(Referring expression data)
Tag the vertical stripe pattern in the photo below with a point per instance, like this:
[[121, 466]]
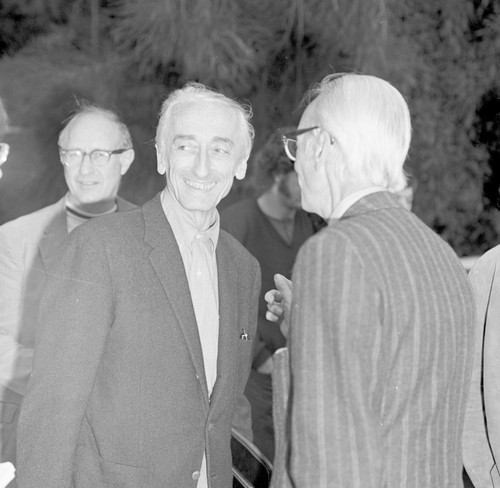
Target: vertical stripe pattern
[[380, 353]]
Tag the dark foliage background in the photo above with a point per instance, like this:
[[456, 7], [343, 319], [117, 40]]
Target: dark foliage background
[[444, 56]]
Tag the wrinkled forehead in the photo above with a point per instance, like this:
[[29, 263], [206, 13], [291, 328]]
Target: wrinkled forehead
[[204, 121], [91, 129]]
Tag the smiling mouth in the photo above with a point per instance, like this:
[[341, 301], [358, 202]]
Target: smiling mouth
[[196, 185], [88, 183]]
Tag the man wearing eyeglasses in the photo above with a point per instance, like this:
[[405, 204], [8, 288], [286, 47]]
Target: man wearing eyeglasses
[[148, 323], [96, 151], [380, 312]]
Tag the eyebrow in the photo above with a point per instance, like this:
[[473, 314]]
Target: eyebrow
[[193, 138]]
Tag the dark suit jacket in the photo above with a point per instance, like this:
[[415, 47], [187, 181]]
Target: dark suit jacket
[[118, 395], [380, 351], [29, 246]]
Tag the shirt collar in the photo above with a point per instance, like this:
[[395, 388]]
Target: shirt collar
[[352, 198], [182, 222]]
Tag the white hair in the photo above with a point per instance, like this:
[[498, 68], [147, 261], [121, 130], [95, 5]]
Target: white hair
[[84, 108], [196, 92], [370, 122]]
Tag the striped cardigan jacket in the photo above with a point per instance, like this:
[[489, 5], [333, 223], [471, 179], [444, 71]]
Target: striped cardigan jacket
[[380, 349]]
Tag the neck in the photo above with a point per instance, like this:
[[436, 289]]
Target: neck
[[273, 204], [95, 208]]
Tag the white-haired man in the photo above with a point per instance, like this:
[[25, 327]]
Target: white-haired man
[[146, 328], [381, 335], [95, 150]]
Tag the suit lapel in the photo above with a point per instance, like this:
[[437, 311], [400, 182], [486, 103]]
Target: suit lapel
[[228, 319], [166, 260], [53, 236]]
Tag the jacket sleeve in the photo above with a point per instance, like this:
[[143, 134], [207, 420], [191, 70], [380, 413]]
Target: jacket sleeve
[[75, 316], [334, 322], [15, 358], [483, 401], [242, 418]]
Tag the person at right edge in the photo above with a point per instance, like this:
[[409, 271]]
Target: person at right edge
[[380, 311]]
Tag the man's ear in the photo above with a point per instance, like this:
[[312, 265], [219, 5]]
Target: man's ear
[[126, 159], [320, 141], [241, 170], [4, 152], [160, 165]]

## DIRECTIONS FOR THIS TASK
Please transcribe, word for word, every line from the first line of the records above through the line containing "[[415, 47], [187, 181]]", and leave out any pictures.

## RESULT OF THE EXERCISE
Tag the vertical stripe pattern in the photo below with a point per instance, like this:
[[121, 466]]
Target: vertical stripe pattern
[[380, 353]]
Tag the dark foliage background in the photo above with a point per instance, like this:
[[456, 7], [343, 319], [117, 40]]
Target: dark foliage background
[[444, 56]]
Tag the wrinkled forehead in the photo above with a point per instance, like this:
[[29, 263], [206, 13], [291, 328]]
Target: wrinkled forehead
[[204, 121], [91, 129]]
Tag the smiling mouth in the photo above with a point per instance, like this:
[[341, 301], [358, 202]]
Target: smiling mouth
[[196, 185], [88, 183]]
Tag the man wearing eyeglasses in the photo above with a point per instance, like this:
[[405, 204], [8, 288], [286, 47]]
Target: man wearing eyeglasses
[[148, 323], [96, 151], [380, 312]]
Tag the eyebrow in the photo above with a point per instance, like this:
[[473, 314]]
Target: eyebrow
[[193, 138]]
Tag the dark suit jacket in the photo above with a point per instance, like this:
[[415, 47], [187, 181]]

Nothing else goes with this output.